Would you copy out the whole listing exactly as given?

◆ GIVEN DATA:
** Start **

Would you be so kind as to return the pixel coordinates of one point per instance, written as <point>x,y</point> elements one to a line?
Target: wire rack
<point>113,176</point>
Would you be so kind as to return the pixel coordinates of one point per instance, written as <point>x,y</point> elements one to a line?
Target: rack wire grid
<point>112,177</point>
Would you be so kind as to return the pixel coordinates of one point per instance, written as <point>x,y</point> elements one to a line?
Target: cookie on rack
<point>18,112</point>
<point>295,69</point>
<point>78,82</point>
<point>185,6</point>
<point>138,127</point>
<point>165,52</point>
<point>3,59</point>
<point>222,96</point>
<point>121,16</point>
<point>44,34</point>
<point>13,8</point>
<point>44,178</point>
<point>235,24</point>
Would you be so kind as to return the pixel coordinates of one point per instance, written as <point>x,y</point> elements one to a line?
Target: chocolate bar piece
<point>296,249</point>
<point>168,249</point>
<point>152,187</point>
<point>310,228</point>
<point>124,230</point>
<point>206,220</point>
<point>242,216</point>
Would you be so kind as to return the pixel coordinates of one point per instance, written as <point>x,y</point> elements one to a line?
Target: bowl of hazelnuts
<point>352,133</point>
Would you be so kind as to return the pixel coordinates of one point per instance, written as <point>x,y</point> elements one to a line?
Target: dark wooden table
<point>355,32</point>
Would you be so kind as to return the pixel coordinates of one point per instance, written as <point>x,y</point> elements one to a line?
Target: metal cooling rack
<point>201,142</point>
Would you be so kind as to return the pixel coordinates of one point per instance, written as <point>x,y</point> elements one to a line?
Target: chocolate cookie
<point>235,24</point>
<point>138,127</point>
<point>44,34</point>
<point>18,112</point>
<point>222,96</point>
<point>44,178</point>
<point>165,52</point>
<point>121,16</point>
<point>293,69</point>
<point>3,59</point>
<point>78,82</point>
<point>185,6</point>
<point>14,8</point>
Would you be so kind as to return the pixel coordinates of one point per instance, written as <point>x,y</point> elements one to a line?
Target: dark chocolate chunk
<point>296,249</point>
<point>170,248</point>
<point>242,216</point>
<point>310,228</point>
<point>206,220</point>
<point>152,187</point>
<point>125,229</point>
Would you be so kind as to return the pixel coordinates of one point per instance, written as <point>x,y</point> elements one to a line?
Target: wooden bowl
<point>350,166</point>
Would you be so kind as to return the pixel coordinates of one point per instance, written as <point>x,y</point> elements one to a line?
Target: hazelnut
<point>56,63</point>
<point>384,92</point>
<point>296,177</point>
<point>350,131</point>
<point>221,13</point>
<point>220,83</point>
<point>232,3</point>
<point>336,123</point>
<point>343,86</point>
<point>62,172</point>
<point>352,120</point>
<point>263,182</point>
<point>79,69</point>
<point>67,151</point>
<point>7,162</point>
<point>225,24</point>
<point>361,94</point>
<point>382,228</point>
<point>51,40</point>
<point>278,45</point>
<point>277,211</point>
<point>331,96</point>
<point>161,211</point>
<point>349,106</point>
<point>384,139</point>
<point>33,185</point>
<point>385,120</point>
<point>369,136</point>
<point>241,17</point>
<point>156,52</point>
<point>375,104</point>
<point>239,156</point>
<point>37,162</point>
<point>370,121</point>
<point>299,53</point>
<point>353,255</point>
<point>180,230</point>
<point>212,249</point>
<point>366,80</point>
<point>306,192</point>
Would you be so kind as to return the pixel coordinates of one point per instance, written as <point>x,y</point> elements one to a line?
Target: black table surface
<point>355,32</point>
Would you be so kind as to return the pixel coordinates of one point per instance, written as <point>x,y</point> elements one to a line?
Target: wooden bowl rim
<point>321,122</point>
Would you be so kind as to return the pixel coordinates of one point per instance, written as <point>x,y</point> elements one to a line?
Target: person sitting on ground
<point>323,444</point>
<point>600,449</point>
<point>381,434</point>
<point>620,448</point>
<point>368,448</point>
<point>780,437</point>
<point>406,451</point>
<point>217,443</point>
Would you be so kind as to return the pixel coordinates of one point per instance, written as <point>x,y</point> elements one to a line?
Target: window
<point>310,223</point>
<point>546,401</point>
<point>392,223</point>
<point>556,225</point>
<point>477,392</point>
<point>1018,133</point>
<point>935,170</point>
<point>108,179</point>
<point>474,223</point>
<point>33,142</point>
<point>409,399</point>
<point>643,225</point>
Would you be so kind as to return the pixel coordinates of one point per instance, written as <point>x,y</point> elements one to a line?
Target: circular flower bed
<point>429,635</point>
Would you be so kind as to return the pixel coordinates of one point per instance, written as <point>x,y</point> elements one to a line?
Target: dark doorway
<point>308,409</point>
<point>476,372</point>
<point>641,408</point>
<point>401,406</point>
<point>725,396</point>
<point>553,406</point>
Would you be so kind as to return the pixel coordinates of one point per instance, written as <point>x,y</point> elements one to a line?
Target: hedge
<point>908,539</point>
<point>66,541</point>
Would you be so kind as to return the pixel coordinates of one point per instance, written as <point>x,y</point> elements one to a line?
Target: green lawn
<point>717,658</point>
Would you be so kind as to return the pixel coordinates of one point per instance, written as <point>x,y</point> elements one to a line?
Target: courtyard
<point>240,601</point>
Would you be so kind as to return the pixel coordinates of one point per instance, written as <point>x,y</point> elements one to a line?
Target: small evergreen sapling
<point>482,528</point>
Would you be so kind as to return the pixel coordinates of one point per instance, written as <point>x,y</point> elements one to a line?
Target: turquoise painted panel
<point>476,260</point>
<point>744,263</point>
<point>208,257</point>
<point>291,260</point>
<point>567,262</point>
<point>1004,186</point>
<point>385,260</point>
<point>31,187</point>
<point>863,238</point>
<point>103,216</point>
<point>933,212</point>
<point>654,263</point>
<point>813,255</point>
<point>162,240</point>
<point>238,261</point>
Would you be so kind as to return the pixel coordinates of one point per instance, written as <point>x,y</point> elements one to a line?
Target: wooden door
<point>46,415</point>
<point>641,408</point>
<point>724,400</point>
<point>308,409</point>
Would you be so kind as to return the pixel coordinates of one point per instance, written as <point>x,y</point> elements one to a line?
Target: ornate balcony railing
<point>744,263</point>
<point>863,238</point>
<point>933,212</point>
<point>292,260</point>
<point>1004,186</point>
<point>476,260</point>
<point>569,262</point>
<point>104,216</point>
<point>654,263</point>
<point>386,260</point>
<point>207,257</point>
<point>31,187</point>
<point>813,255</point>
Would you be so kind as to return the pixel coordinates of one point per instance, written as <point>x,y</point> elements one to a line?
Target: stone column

** End **

◆ RESULT:
Would you be so kind as to return the pixel coordinates of one point per instance, written as <point>x,y</point> elements one to a line?
Target: wire rack
<point>113,176</point>
Would you be so kind as to return the pixel coordinates of one point per instance, written as <point>x,y</point> elements one to a line?
Target: rack wire grid
<point>112,177</point>
Would you be so kind as to return the pixel coordinates of one point per instance, written as <point>x,y</point> elements one to a line?
Target: cookie on rack
<point>18,112</point>
<point>295,69</point>
<point>78,82</point>
<point>185,6</point>
<point>138,127</point>
<point>165,52</point>
<point>3,59</point>
<point>222,96</point>
<point>121,16</point>
<point>44,34</point>
<point>13,8</point>
<point>44,178</point>
<point>235,24</point>
Would you be so kind as to return the pixel coordinates of one point per instance, written as <point>x,y</point> elements one to a line?
Target: chocolate bar piece
<point>296,249</point>
<point>168,249</point>
<point>152,187</point>
<point>310,228</point>
<point>124,230</point>
<point>206,220</point>
<point>242,216</point>
Would you be so kind as to return the pixel coordinates of one point per instance, written as <point>x,y</point> elements one to a line?
Target: bowl of hazelnuts
<point>352,133</point>
Would you be so kind as to return the pixel coordinates of one point per instance, written as <point>x,y</point> elements one to a line?
Target: dark wooden table
<point>355,32</point>
Would you be so kind as to return the pixel coordinates of one point per instance, written as <point>x,y</point> elements one to a line?
Target: metal cooling rack
<point>201,142</point>
Would you be so kind as to return the pixel coordinates of one point per instance, written as <point>x,y</point> elements one to a line?
Target: chocolate cookie
<point>235,24</point>
<point>138,127</point>
<point>44,34</point>
<point>18,112</point>
<point>222,96</point>
<point>44,178</point>
<point>165,52</point>
<point>121,16</point>
<point>293,69</point>
<point>3,59</point>
<point>78,82</point>
<point>185,6</point>
<point>14,8</point>
Would you be so kind as to return the pixel coordinates of one point per instance, written as <point>x,y</point> elements one to a line?
Target: dark chocolate chunk
<point>296,249</point>
<point>170,248</point>
<point>242,216</point>
<point>310,228</point>
<point>206,220</point>
<point>152,187</point>
<point>125,229</point>
Would you be so kind as to return the pixel coordinates of one point per instance, written as <point>x,y</point> elements one to a line?
Target: wooden bowl
<point>350,166</point>
Would you be so kind as to return the pixel coordinates of one point per instance, written as <point>x,y</point> elements one to a line?
Target: hazelnut
<point>56,63</point>
<point>384,92</point>
<point>296,177</point>
<point>350,131</point>
<point>221,13</point>
<point>220,83</point>
<point>232,3</point>
<point>336,123</point>
<point>343,86</point>
<point>62,172</point>
<point>352,120</point>
<point>263,182</point>
<point>79,69</point>
<point>67,151</point>
<point>7,162</point>
<point>225,24</point>
<point>361,94</point>
<point>382,228</point>
<point>51,40</point>
<point>278,45</point>
<point>277,211</point>
<point>331,96</point>
<point>161,211</point>
<point>349,106</point>
<point>384,139</point>
<point>33,185</point>
<point>385,120</point>
<point>369,136</point>
<point>241,17</point>
<point>156,52</point>
<point>375,104</point>
<point>239,156</point>
<point>37,162</point>
<point>370,121</point>
<point>299,53</point>
<point>353,255</point>
<point>180,230</point>
<point>212,249</point>
<point>366,80</point>
<point>306,192</point>
Would you be so kind as to return the pixel coordinates of one point per instance, written as <point>x,y</point> elements one to a line?
Target: black table surface
<point>355,32</point>
Would you be so kind as to return the pixel coordinates of one point per instance, written as <point>x,y</point> elements one to a line?
Target: wooden bowl rim
<point>321,122</point>
Would you be so kind as to return the pixel coordinates of one point per instance, written as <point>x,y</point> elements one to a line?
Target: person sitting on ground
<point>323,444</point>
<point>600,449</point>
<point>381,434</point>
<point>620,448</point>
<point>368,448</point>
<point>780,437</point>
<point>406,451</point>
<point>217,443</point>
Would you be so kind as to return the pixel coordinates of one point per instance, written as <point>x,y</point> elements one to a line?
Target: window
<point>310,223</point>
<point>546,401</point>
<point>392,223</point>
<point>556,225</point>
<point>477,392</point>
<point>1018,133</point>
<point>935,170</point>
<point>108,179</point>
<point>474,223</point>
<point>33,142</point>
<point>409,399</point>
<point>643,225</point>
Would you be so kind as to return the pixel coordinates of one point per instance, written as <point>x,y</point> elements one to a line?
Target: circular flower bed
<point>429,635</point>
Would you be so kind as to return the pixel coordinates of one point per instance, written as <point>x,y</point> elements one to a line?
Target: dark doorway
<point>308,409</point>
<point>476,372</point>
<point>641,408</point>
<point>401,406</point>
<point>725,396</point>
<point>553,406</point>
Would you be so kind as to return the pixel coordinates of one point per instance, written as <point>x,y</point> elements one to a line?
Target: hedge
<point>908,539</point>
<point>66,541</point>
Would you be so kind as to return the pixel coordinates of one point per instance, written as <point>x,y</point> elements one to a line?
Target: green lawn
<point>717,658</point>
Would you be so kind as to return the pixel coordinates of one point per instance, written as <point>x,y</point> elements one to a line?
Target: courtyard
<point>240,601</point>
Would you be so kind as to return the pixel coordinates of one point per instance, written as <point>x,y</point> elements one to a line?
Target: small evergreen sapling
<point>482,528</point>
Would you be so kind as to return the pixel coordinates of one point per instance, written as <point>x,y</point> elements one to a line?
Target: turquoise painted panel
<point>476,260</point>
<point>744,263</point>
<point>208,257</point>
<point>291,260</point>
<point>567,262</point>
<point>1004,186</point>
<point>385,260</point>
<point>31,187</point>
<point>863,238</point>
<point>103,216</point>
<point>933,212</point>
<point>654,263</point>
<point>813,255</point>
<point>162,240</point>
<point>238,261</point>
Would you be so kind as to return the pixel coordinates of one point per instance, written as <point>x,y</point> elements one to a line?
Target: wooden door
<point>46,415</point>
<point>641,408</point>
<point>724,400</point>
<point>308,409</point>
Would you be so kind as to return the pixel coordinates of one point per instance, written as <point>x,y</point> elements one to a line?
Target: ornate balcony railing
<point>744,263</point>
<point>863,238</point>
<point>933,212</point>
<point>292,260</point>
<point>1004,186</point>
<point>476,260</point>
<point>569,262</point>
<point>104,216</point>
<point>654,263</point>
<point>386,260</point>
<point>207,257</point>
<point>31,187</point>
<point>813,255</point>
Would you be so kind as to return the pixel coordinates of one point per instance, written as <point>x,y</point> elements one to a line?
Target: stone column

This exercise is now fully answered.